___ Task material ___
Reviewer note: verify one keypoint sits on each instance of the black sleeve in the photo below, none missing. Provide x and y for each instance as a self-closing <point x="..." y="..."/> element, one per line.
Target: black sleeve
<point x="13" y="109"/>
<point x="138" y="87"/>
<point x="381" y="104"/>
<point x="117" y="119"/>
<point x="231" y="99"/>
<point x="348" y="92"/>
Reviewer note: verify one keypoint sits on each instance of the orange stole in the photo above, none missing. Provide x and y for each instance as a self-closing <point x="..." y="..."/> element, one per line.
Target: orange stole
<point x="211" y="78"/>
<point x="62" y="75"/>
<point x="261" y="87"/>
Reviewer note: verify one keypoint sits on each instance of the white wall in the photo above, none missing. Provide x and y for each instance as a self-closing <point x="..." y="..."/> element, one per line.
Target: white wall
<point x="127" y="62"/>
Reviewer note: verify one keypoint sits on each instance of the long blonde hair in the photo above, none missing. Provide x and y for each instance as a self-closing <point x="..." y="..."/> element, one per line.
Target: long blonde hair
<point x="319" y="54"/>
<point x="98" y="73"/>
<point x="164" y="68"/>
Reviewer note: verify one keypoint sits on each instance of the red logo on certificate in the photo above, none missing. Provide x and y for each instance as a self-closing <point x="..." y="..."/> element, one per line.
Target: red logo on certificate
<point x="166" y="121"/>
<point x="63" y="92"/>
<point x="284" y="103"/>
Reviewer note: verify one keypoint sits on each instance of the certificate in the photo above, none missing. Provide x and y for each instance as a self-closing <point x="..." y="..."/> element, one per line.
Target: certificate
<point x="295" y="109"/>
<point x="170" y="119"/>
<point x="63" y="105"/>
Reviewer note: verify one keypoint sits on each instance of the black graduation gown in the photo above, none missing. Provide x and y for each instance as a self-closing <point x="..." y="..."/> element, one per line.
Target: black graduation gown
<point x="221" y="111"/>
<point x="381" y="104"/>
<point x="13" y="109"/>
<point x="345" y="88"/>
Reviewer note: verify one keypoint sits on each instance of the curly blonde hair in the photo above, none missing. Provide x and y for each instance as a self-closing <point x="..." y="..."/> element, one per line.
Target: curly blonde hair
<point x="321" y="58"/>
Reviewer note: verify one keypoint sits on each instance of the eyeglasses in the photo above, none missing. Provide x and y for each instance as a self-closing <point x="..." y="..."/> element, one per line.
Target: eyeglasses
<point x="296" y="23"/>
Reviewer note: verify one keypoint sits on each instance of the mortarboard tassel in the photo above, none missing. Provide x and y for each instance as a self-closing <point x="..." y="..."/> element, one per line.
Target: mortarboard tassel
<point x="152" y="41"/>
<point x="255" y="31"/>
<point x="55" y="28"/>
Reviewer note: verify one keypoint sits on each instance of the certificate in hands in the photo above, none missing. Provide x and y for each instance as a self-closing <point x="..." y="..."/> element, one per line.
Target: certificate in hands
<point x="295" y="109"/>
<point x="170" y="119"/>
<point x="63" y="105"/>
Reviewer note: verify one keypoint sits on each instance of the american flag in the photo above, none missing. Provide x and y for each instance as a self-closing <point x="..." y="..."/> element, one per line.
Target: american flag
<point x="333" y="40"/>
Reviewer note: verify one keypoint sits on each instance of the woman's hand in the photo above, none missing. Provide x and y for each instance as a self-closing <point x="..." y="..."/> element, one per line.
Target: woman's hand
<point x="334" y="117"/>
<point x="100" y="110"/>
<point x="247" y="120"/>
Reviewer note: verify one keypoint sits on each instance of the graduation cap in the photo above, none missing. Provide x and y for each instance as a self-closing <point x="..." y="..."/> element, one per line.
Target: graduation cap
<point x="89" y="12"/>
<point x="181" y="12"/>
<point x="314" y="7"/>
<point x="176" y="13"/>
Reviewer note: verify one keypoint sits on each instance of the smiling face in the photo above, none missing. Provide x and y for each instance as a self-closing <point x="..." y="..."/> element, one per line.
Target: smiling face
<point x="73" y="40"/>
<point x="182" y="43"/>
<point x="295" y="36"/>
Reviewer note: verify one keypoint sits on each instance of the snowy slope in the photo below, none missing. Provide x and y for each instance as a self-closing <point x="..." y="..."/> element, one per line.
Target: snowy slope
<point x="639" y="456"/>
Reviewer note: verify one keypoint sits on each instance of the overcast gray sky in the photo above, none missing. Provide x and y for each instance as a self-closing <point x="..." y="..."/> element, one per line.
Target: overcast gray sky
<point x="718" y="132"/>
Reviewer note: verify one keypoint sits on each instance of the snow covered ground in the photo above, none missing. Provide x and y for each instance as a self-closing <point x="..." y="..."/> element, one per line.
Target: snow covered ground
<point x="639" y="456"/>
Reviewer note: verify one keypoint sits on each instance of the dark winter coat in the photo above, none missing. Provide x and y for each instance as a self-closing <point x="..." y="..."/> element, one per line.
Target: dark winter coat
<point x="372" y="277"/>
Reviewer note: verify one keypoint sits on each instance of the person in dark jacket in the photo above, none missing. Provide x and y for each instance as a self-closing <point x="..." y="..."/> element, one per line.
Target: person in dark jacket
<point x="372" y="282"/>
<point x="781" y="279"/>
___
● **Goal**
Copy the stretch of lines from the one containing "the snow covered" through the last line, requests included, and shift every x and y coordinate in the answers by -137.

● **Answer to the exercise**
Reviewer note: verify one keypoint sits on each instance of the snow covered ground in the photo above, none missing. Provide x and y for each instance as a self-closing <point x="..." y="..."/> element, one per line.
Target: snow covered ground
<point x="502" y="319"/>
Reviewer note: verify one keypoint sits on each instance of the dark winter coat in the photo above, none missing. Provide x and y for each instance as a self-closing <point x="..." y="..."/> element, one per line.
Target: dark winter coat
<point x="235" y="140"/>
Reviewer note: verify one keypoint sits on each instance of the person in dark jacket in the photo above, none missing. Provide x and y for each instance as a self-closing <point x="..." y="..."/> element, one per line.
Target: person in dark jacket
<point x="235" y="145"/>
<point x="644" y="142"/>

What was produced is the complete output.